◆ **DOCUMENT SEGMENT**:
======
Amplified fragment length polymorphism (AFLP) is a molecular biology technique that combines the accuracy of restriction nuclease digest with the precision of the polymerase chain reaction. The technique generates hundreds to hundreds of thousands of pieces of DNA, depending upon the enzymes used to cut the genetic material.

The technique relies on a series of enzymes collectively referred to as restriction nucleases. Since the discovery of the first restriction nuclease in 1968, hundreds more have been isolated from over 230 strains of bacteria.

The restriction nucleases used for AFLP each recognize a specific target or sequence in the building blocks that make up the DNA. The enzyme will cut the DNA at a precise location within this recognized sequence, analogous to scissors cutting paper, generating fragments of DNA. The simultaneous application of several different restriction enzymes, recognizing different target sequences, can produce hundreds of fragments of varying length from the DNA sample. The fragments can then be screened in a process called pre-selective amplification to enrich for the fragments of interest. Then, using the technique of polymerase chain reaction, the number of the fragments of interest are increased thousands of times until there enough of them that they can be visualized based on their size in the technique of gel electrophoresis.
======
◆ **DATASET CONTENT**:
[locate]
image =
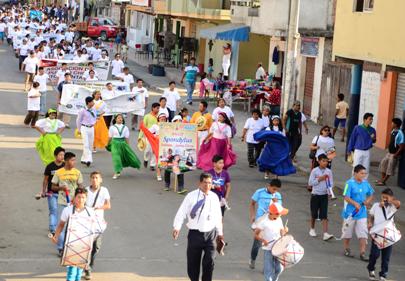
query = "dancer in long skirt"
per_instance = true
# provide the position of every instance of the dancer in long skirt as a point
(122, 154)
(51, 129)
(100, 128)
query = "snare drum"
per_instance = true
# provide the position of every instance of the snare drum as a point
(288, 251)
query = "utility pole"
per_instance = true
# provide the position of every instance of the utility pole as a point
(290, 56)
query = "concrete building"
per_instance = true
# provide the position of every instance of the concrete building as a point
(269, 19)
(367, 37)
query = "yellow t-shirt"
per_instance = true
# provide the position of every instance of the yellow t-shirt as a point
(342, 108)
(71, 178)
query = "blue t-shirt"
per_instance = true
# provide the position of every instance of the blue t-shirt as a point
(191, 72)
(263, 199)
(359, 193)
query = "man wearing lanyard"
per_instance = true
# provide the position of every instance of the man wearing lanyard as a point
(85, 121)
(202, 209)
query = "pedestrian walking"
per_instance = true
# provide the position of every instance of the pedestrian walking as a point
(202, 209)
(358, 194)
(258, 208)
(86, 119)
(361, 141)
(99, 199)
(396, 145)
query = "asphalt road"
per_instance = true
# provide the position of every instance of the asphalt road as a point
(137, 244)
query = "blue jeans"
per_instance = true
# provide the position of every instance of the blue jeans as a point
(73, 273)
(385, 259)
(272, 267)
(61, 238)
(42, 103)
(53, 211)
(190, 86)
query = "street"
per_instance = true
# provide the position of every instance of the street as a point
(137, 244)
======
◆ **REQUIRED WORK**:
[A] According to the passage on AFLP, from how many strains of bacteria have restriction nucleases been isolated?
[B] Write the next paragraph of the passage on AFLP, picking up after its final sentence.
The items are separate material from the passage on AFLP.

◆ **ANSWERS TO THE EXERCISES**:
[A] From over 230 strains of bacteria.

[B]
The pattern of fragments obtained by electrophoresis can be used to reveal DNA differences between individuals. The AFLP pattern produced by the DNA from one individual can be unique, analogous to a fingerprint. The DNA of another individual processed using the same restriction nuclease enzyme(s) will yield a different pattern. The presence or absence of bands in the second sample is referred to as a polymorphism. The polymorphic bands can subsequently be identified.

AFLP has several advantages over other DNA screening techniques. The amount of DNA required for the analysis is far less, while the information obtained can be more. No knowledge of the sequence of the DNA is needed prior to analysis. Lastly, the reproducibility of AFLP is greater than other techniques, increasing the confidence of the results from experiment to experiment.